#### Excerpt provided:
When planning your home renovation, consider the impact on your existing landscape. Your trees are an integral part of your home, they add value to your property and are most beneficial to the environment. Consult a landscape professional before the work begins, proper planning will go a long way to ensure the health of your trees.
If you’re still not convinced about the need to protect your trees during renovations, here’s what the Côte Saint-Luc zoning by-law (by-law 2217) states:
1-12-1 During construction or landscaping work, any Tree susceptible to be damaged must be protected. The following precautionary measures shall be taken:
- A fence of at least 1.2 m in height must be installed and maintained in good condition throughout the work in order to form a protection perimeter around the Tree Safety belt;
- Tree trunks located near or inside the soil perimeter where an encroachment is required must be protected against physical damages by covering them with planks fixed from the exterior by means of two plastic or steel bands and by placing two rubber bands between the planks and the trunk;
- During permanent lowering or raising of the natural ground level, the measures provided in Section 5.4.2 of the 2001 version of the standard of the Bureau de normalisation du Quebec entitled: NQ 0605-100-IX must be applied to minimize loss of roots.
Protect your trees.
You may be able to escape your home renovation project, your trees however cannot.

#### Exercise 1:
In the excerpt on protecting trees during home renovation, how tall must the protective fence around a tree be?

Dataset records

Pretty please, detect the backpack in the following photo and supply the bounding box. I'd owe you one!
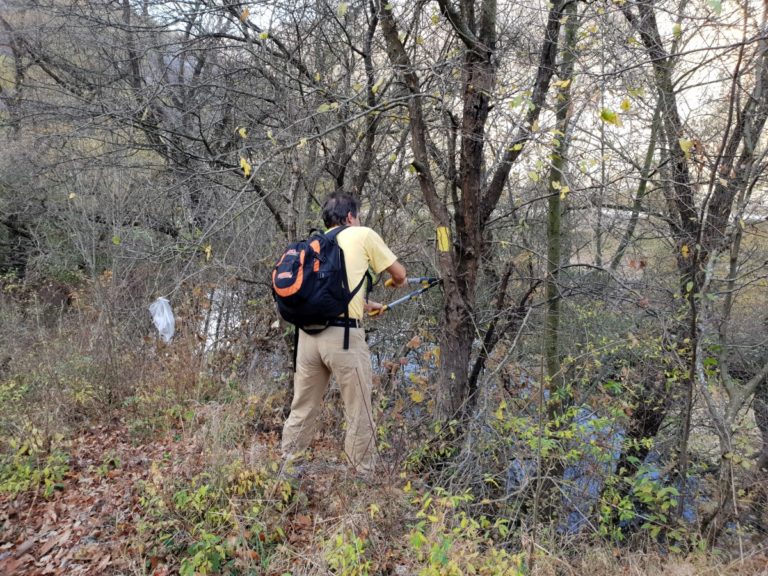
[272,226,370,350]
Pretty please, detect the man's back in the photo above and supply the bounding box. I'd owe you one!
[336,226,397,319]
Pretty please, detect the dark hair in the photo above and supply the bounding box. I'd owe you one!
[323,192,360,228]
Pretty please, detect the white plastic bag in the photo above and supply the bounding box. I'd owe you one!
[149,298,176,342]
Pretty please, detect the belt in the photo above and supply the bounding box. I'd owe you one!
[301,318,363,334]
[327,318,363,328]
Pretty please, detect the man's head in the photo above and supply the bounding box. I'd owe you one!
[323,192,360,228]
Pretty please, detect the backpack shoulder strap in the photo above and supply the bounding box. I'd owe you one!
[325,224,349,240]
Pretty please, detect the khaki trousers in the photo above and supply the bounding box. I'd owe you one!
[282,326,376,472]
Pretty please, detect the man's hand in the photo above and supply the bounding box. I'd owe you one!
[363,300,384,316]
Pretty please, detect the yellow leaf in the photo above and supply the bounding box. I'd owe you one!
[405,334,421,350]
[600,108,621,126]
[677,138,693,158]
[437,226,451,252]
[240,158,251,178]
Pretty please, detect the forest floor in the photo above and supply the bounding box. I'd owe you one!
[0,416,768,576]
[0,416,410,576]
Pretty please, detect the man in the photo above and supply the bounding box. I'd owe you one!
[282,192,406,474]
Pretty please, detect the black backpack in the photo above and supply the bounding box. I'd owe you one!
[272,226,370,350]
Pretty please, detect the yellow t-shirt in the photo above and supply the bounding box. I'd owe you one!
[331,226,397,320]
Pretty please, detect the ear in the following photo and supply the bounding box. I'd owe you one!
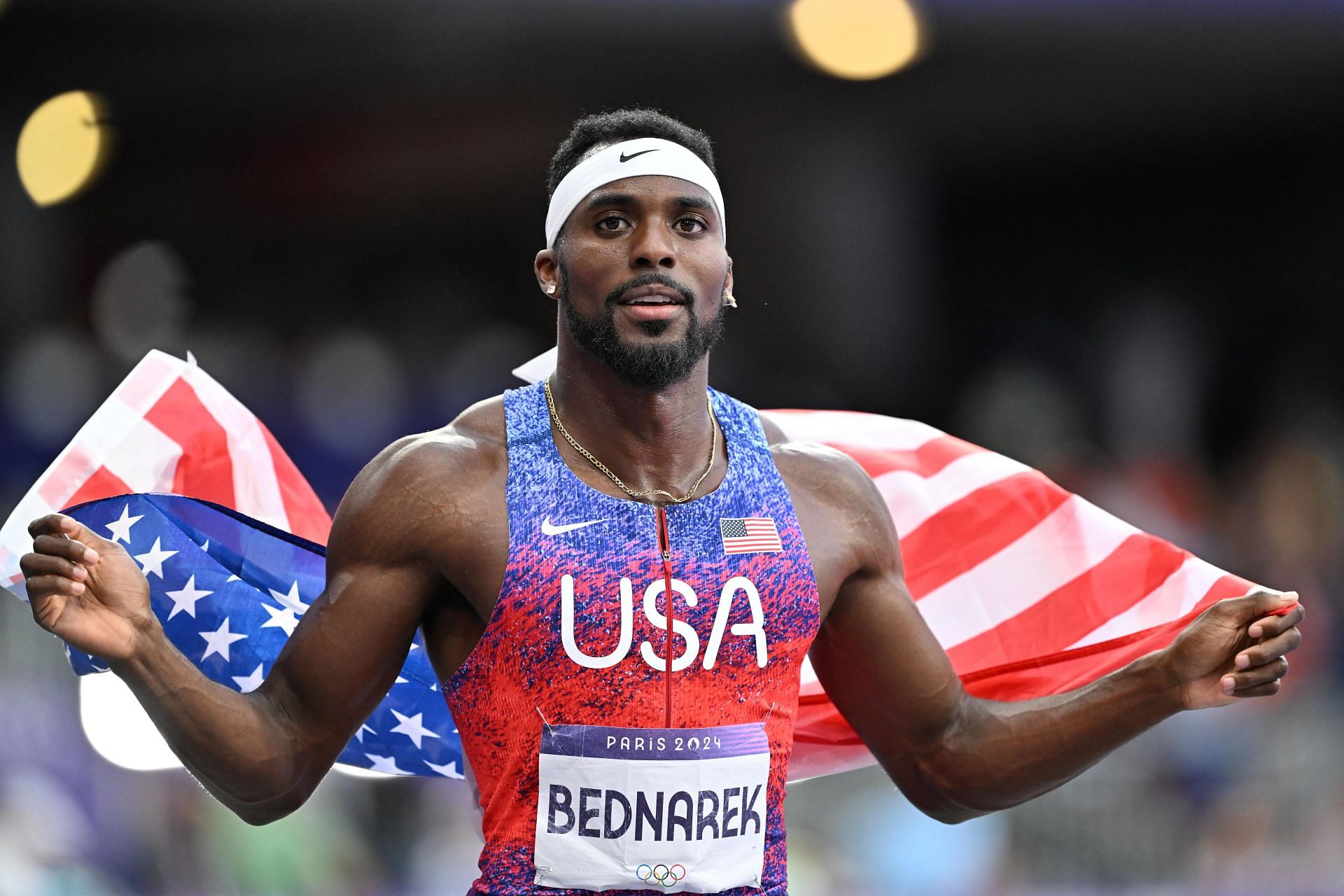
[532,248,561,298]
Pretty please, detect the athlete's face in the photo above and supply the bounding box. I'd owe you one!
[536,176,732,390]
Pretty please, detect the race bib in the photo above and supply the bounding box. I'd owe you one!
[535,724,770,893]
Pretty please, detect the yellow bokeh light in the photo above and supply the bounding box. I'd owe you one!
[18,90,111,206]
[789,0,920,80]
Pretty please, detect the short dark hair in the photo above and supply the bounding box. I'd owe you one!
[546,108,714,196]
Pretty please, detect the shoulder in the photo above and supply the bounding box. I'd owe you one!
[332,396,508,561]
[761,414,890,522]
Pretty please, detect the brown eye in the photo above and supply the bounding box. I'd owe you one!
[676,215,708,234]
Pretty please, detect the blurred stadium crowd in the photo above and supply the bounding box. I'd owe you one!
[0,0,1344,896]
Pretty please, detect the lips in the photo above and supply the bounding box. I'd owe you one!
[620,284,685,307]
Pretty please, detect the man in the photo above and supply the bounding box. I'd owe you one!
[23,110,1303,895]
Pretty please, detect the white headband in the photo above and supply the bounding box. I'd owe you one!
[546,137,727,248]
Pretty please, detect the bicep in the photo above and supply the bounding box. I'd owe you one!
[258,451,446,783]
[811,506,967,814]
[260,553,433,775]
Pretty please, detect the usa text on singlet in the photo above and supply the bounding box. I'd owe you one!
[444,384,818,896]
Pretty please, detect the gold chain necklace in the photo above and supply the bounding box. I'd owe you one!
[542,376,719,504]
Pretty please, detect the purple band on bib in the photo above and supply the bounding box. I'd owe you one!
[542,722,770,759]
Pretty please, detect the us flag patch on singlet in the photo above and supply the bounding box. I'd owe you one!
[719,516,783,554]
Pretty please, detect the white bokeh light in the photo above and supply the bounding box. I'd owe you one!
[79,672,399,780]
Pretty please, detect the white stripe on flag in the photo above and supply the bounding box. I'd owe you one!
[102,419,181,491]
[762,411,946,451]
[916,494,1138,650]
[183,365,289,532]
[1068,556,1227,649]
[874,451,1031,536]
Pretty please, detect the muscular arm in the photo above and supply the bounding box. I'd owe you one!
[799,446,1301,822]
[24,424,503,825]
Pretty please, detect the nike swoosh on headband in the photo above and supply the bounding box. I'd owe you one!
[542,517,606,535]
[621,146,659,161]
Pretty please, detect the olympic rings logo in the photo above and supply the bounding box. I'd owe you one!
[634,862,685,887]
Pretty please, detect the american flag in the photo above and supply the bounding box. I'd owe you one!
[719,517,783,554]
[0,352,462,778]
[764,411,1255,779]
[0,352,1255,779]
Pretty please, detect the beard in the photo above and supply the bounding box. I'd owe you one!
[559,263,724,392]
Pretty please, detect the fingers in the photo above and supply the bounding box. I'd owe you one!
[1231,589,1297,622]
[19,554,89,582]
[1233,629,1302,669]
[32,535,98,563]
[1246,603,1306,638]
[28,513,111,563]
[1219,657,1287,696]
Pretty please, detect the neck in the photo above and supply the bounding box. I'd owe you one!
[551,339,726,504]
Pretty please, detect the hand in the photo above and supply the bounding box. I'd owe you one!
[1164,589,1306,709]
[19,513,159,662]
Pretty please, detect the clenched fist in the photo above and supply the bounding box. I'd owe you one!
[1166,591,1306,709]
[19,513,159,662]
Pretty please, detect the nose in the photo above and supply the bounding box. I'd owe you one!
[630,216,676,270]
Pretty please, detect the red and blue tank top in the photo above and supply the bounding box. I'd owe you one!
[444,384,818,896]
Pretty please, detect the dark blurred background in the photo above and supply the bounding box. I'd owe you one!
[0,0,1344,896]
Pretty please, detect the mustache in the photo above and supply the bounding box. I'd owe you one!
[605,272,695,307]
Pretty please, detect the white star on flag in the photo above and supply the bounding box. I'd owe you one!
[425,762,466,780]
[364,752,412,775]
[197,617,247,662]
[260,603,298,636]
[136,539,177,579]
[106,504,145,544]
[393,709,438,750]
[228,662,266,693]
[266,582,308,617]
[164,575,214,620]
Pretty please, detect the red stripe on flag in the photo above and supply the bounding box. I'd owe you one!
[145,379,234,507]
[948,535,1188,673]
[961,573,1255,700]
[64,466,134,506]
[793,575,1255,746]
[827,435,985,478]
[257,421,332,544]
[900,470,1068,601]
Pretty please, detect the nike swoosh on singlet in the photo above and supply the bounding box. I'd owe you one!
[621,146,659,161]
[542,517,606,535]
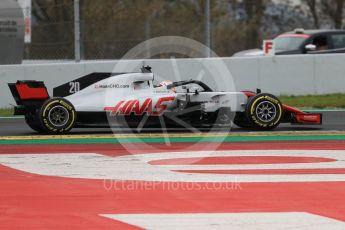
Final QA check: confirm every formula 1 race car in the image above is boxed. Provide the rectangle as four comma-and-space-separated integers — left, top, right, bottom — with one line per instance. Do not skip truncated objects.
8, 67, 322, 134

#### Exercise 2:
Put everything in the records from the line containing "Pretty please, detect the usa" down to the line containing "[630,216,676,270]" into a numbered list, leaving out blank lines.

#### Worked solution 1:
At least 1.2 m in height.

#### Worked solution 2:
1. Pretty please, detect the usa text on singlet in the photo above and supply the bounding box. I'd owe you one!
2. [444,384,818,896]
3. Pretty please, detect the gold chain necklace in the photo above and supply the bounding box. I'd owe you one!
4. [542,376,719,504]
5. Pretty please, detect the purple band on bib in the photo above and supply the bounding box. I'd owe you one!
6. [542,722,770,759]
7. Pretty please, detect the us flag patch on singlet in the photo above and supply the bounding box. I'd owe you one!
8. [719,516,783,554]
9. Pretty please, detect the white bokeh light in the photo above and supply the bounding box. I'd owe you one!
10. [79,672,399,780]
11. Pretty please, detect the white stripe on flag in the photo above and supply the bounding box. I'd owe you one!
12. [102,419,181,491]
13. [762,411,946,451]
14. [916,494,1138,650]
15. [183,365,289,532]
16. [1068,556,1227,649]
17. [874,451,1031,536]
18. Pretty please, detect the muscular arm in the photo above and supply the bounding box. I'd owe you one!
19. [799,446,1301,822]
20. [24,424,503,825]
21. Pretty please, detect the nike swoosh on headband in the photo above and supply the bounding box. I'd owe you one!
22. [542,517,606,535]
23. [621,146,659,161]
24. Pretty please, detect the olympic rings logo in the photo above and supply the bounding box. I'd owe you one!
25. [634,862,685,887]
26. Pretty please, detect the american flag in the photo above and supply the bounding box. I'd owe you one!
27. [719,517,783,554]
28. [0,352,462,778]
29. [764,411,1255,779]
30. [0,352,1255,779]
31. Pretty please, detect the beard in the photo above and supply the bounding box. I'd owe you one!
32. [559,263,724,392]
33. Pretty please, detect the fingers in the photo above and supply the bounding box. I'd owe you one!
34. [1231,589,1297,622]
35. [19,554,89,582]
36. [1233,629,1302,669]
37. [32,535,98,563]
38. [1246,603,1306,638]
39. [28,513,111,563]
40. [1219,657,1287,696]
41. Pretty please, detect the neck in the photo above and supply the bounding box. I'd owe you one!
42. [551,339,726,504]
43. Pretty please, detect the hand in the photo above and supply the bounding box. I'd owe you one!
44. [1164,589,1306,709]
45. [19,513,159,662]
46. Pretty please, detect the clenched fist in the photo above and supply the bounding box. I'd owe you one!
47. [1166,591,1306,709]
48. [19,513,159,662]
49. Pretty please, detect the nose in the photo above and supply the bounding box. I'd owe you one!
50. [630,216,676,270]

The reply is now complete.